Unless operating in anti-flicker mode, calibration of any Mk2 system with regards to power is generally not required, the measurement system just needs to be linear.
When operating in anti-flicker mode (or with phase-angle control), accurate calibration with regards to power is essential. Later Mk2 builds include ‘tallymode’ which allows accurate calibration of power to be easily achieved. Full guidance about this mode may be found in the code and supporting posts on the OEM forum.
Calibration of the voltage sensor may be required for correct operation of the power diversion system which uses a triac. Full guidance about this may be found in any of the Mk2 sketches, and tools are available to assist with this process. Providing that the voltage sensor is constructed in the standard way, the default values are likely to work fine without any need for adjustment.
When an AC voltage source is applied to a resistive load, the resulting AC current is perfectly aligned with the voltage. With a resistive load, the Power Factor is one (or unity), and “apparent power” and “real power” are both the same. With other types of load, the current can be advanced or retarded with respect to the voltage. In either case, the Power Factor is then less than one.
Utility meters measure “real power”, so any measurement system for diverting surplus power should do likewise. In simple terms, this means that the measured waveforms for voltage and current should be closely aligned when a resistive load is applied.
Because voltage and current are sampled alternately, that process introduces some temporal shift between the two waveforms. Each of the non-invasive sensors also introduces some phase-shift into the waveform that is produced. Some means therefore needs to be included whereby the voltage and current waveforms can be realigned prior to each pair of samples being processed. This alignment process is achieved by applying the standard OEM ‘phasecal’ algorithm.

● **MATERIAL**
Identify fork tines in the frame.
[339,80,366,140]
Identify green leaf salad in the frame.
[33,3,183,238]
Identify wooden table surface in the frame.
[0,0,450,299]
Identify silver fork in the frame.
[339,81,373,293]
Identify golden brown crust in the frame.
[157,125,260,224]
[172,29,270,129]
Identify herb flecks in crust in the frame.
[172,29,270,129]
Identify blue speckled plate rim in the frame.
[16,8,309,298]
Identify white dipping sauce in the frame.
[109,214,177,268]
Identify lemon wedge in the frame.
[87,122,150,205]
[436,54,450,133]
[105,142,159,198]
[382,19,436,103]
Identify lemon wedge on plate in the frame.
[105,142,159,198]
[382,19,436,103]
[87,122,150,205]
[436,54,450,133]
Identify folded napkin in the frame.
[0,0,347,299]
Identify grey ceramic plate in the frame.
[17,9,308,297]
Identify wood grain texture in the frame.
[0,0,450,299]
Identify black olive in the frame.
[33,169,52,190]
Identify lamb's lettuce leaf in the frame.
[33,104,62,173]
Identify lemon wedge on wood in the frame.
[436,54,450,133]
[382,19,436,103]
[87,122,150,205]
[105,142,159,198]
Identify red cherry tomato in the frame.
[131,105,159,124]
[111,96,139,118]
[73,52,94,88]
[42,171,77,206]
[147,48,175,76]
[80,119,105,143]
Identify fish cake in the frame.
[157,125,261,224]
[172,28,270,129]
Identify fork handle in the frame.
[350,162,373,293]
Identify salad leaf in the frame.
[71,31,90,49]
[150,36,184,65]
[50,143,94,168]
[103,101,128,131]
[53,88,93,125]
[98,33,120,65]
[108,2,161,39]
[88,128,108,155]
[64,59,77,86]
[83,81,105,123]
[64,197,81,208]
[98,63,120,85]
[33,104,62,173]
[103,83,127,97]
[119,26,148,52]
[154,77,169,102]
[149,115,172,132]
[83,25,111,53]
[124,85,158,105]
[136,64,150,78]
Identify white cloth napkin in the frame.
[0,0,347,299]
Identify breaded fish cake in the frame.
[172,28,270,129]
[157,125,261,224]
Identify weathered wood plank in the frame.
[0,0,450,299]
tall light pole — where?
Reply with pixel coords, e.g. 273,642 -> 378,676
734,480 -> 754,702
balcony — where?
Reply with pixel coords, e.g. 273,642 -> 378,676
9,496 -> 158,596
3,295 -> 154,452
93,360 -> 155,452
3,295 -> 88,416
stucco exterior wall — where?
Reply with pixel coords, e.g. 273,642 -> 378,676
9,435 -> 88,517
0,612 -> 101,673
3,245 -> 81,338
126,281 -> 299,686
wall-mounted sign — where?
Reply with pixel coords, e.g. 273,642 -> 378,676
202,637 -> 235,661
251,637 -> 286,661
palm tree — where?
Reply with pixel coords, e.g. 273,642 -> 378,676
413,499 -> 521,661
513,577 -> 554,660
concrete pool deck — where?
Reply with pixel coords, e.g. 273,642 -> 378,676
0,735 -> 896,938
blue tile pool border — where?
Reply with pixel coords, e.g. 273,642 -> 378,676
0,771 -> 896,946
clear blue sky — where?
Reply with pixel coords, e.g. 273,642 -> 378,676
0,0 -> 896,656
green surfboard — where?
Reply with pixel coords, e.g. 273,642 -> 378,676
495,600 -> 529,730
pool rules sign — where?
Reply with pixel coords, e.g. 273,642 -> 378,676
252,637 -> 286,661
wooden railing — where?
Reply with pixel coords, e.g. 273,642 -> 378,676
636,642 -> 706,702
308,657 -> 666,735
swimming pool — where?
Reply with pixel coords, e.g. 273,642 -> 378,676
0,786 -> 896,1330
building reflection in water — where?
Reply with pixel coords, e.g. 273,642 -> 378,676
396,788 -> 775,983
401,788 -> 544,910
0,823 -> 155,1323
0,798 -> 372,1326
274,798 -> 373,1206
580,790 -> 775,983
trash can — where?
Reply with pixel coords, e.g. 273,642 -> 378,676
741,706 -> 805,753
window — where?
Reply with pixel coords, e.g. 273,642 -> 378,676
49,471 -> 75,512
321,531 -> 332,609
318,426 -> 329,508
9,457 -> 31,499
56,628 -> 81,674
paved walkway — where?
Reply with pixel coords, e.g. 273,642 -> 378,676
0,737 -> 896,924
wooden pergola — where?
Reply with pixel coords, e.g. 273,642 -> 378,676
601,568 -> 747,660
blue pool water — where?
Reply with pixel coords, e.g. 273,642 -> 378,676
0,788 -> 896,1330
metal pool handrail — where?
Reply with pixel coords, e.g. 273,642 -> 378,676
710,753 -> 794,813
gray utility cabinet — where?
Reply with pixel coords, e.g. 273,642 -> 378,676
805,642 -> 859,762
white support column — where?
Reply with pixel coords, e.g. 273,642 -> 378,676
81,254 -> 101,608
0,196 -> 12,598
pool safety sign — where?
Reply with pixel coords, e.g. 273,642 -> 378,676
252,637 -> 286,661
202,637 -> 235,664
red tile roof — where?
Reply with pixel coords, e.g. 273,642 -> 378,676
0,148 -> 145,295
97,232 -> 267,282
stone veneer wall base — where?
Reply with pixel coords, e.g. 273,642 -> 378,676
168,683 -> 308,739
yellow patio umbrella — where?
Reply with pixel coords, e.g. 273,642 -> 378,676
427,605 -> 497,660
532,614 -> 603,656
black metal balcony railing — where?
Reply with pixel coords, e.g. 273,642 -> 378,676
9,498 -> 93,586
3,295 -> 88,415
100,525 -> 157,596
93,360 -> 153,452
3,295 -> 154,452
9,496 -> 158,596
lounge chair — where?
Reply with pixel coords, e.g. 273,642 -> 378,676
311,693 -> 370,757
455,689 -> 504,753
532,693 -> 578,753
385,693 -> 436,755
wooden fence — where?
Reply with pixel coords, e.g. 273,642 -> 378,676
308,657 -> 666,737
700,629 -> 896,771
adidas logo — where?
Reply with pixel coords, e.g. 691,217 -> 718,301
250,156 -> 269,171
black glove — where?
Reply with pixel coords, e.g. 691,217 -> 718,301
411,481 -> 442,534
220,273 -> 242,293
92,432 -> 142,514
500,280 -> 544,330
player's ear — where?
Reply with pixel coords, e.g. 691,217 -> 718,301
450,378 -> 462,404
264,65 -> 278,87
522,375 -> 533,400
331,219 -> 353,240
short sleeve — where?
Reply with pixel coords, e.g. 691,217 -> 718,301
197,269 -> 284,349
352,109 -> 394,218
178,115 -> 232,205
==
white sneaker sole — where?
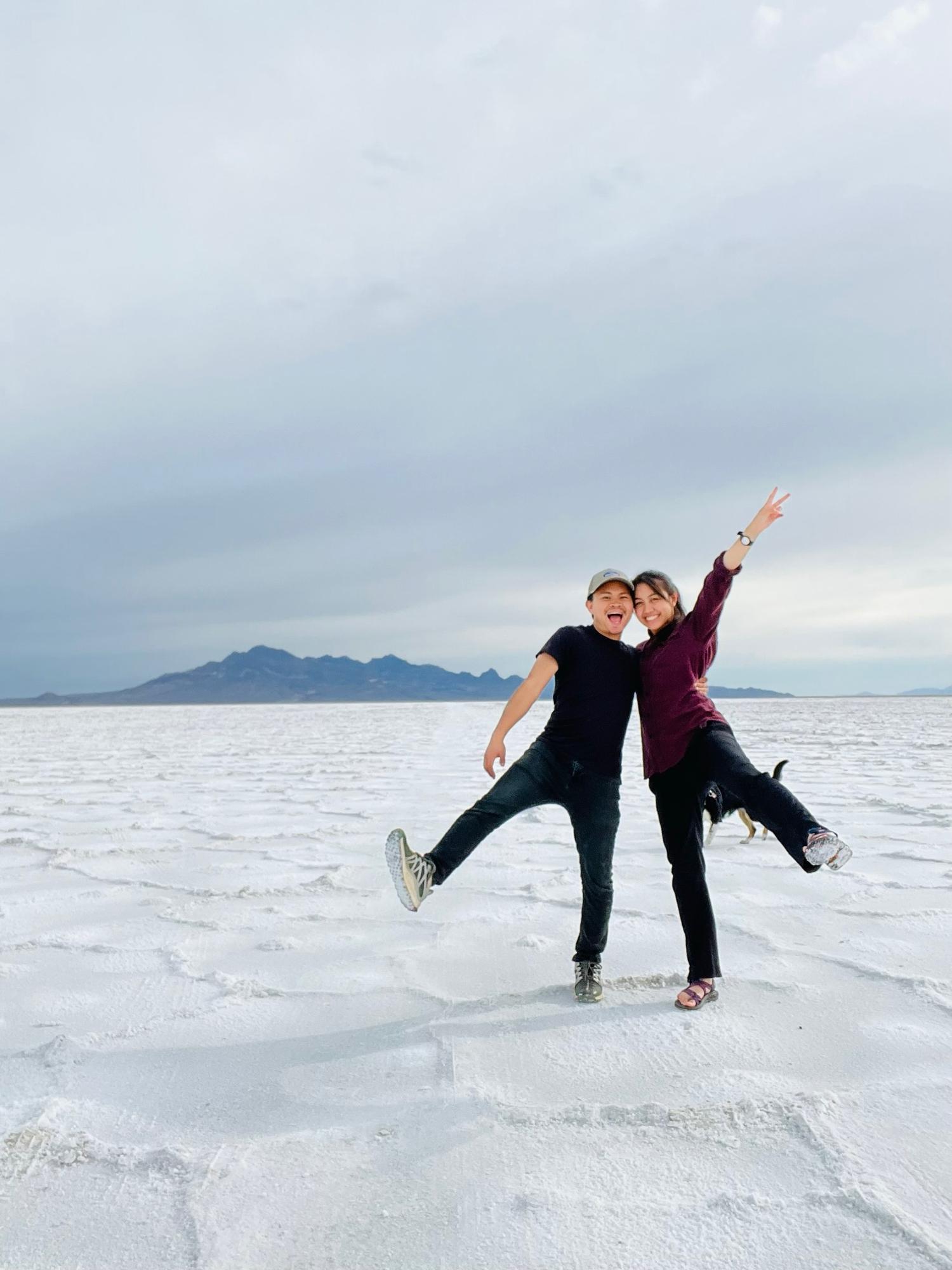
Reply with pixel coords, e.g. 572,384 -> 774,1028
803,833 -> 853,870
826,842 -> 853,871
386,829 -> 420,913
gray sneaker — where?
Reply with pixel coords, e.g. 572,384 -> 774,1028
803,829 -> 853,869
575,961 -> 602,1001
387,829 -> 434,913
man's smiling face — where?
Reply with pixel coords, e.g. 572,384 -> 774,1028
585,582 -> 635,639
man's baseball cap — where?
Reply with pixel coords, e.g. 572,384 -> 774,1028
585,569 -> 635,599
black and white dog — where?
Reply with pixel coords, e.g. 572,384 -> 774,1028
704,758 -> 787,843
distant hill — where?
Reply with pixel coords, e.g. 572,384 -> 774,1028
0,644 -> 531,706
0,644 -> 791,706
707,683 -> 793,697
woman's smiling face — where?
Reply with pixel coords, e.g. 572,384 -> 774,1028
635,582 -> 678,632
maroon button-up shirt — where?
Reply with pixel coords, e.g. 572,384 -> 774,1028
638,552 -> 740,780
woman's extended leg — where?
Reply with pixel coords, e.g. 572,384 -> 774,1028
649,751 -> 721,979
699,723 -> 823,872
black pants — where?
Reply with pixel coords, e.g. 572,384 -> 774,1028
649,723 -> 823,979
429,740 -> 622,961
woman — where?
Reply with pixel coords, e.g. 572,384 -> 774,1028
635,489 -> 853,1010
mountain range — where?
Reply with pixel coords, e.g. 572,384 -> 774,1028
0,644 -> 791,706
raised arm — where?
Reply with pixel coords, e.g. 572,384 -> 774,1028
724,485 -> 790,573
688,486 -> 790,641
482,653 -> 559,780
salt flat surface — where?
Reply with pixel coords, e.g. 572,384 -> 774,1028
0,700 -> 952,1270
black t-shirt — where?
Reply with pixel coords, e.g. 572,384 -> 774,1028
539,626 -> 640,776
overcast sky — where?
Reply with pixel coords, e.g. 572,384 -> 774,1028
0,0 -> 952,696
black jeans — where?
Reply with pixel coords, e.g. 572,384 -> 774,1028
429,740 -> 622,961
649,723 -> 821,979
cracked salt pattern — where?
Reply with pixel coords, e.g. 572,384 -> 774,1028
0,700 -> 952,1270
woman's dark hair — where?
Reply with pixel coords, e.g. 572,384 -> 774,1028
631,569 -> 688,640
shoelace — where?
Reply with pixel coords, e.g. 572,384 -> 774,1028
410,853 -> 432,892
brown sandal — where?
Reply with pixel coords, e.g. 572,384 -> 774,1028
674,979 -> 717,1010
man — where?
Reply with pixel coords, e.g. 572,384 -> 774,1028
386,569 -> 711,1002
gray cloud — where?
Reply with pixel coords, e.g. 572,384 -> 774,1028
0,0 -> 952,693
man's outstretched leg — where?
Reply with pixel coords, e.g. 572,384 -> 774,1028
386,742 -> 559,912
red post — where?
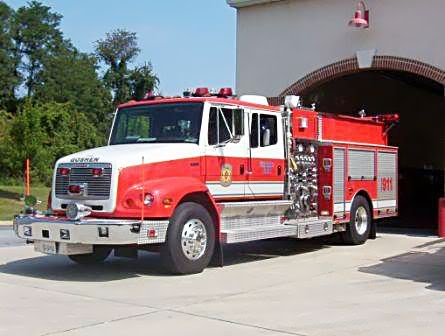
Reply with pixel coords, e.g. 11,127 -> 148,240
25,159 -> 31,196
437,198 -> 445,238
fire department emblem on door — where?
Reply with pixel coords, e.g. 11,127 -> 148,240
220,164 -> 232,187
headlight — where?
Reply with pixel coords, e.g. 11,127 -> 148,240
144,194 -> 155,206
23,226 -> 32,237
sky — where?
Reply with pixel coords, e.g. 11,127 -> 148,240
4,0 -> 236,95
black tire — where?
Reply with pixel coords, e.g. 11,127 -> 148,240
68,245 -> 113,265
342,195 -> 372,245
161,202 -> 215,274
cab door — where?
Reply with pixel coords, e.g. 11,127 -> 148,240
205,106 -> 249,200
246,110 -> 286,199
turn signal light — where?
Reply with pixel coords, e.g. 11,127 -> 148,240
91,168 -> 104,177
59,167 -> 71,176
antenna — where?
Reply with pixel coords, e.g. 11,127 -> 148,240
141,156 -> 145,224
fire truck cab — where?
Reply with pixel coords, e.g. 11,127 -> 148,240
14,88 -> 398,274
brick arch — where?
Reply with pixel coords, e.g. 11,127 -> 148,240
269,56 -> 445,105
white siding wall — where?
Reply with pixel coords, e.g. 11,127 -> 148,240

● **PROBLEM SET**
1) Answer these questions from the Mk2 calibration text:
(a) Which mode in later Mk2 builds makes accurate power calibration easy?
(b) What is the Power Factor with a resistive load?
(c) Which algorithm realigns the voltage and current waveforms?
2) Reproduce the Mk2 calibration text word for word, from "Unless operating in" to "to be linear.".
3) Carry on writing the Mk2 calibration text, starting right after its final sentence.

● **RESPONSES BY TASK**
1)
(a) Tallymode
(b) One (unity)
(c) The standard OEM ‘phasecal’ algorithm

2)
Unless operating in anti-flicker mode, calibration of any Mk2 system with regards to power is generally not required, the measurement system just needs to be linear.

3)
Phasecal is generally applied to the voltage waveform, its purpose being to calculate the appropriate time-shifted value of voltage which corresponds to each sample of current. This algorithm makes use of the two most recent sample values for voltage, and then calculates the appropriate value for the “correct” moment by linear interpolation. If the required moment lies beyond these two points, then the algorithm applies extrapolation rather than interpolation. The phasecal process is described in more detail here Electricity Monitoring: Explanation of the phase correction algorithm.
For the purpose of diverting surplus power, the value of phasecal has been found to be relatively unimportant. The default value of 1.0 has been generally found to work fine. For alternative types of application, much better alignment may be required between voltage and current.
A sketch, PhasecalChecker, is available which allows the optimum value of phasecal to be determined for any arrangement of hardware. This is included in the list of associated Mk2 items at https://openenergymonitor.org/emon/node/1757.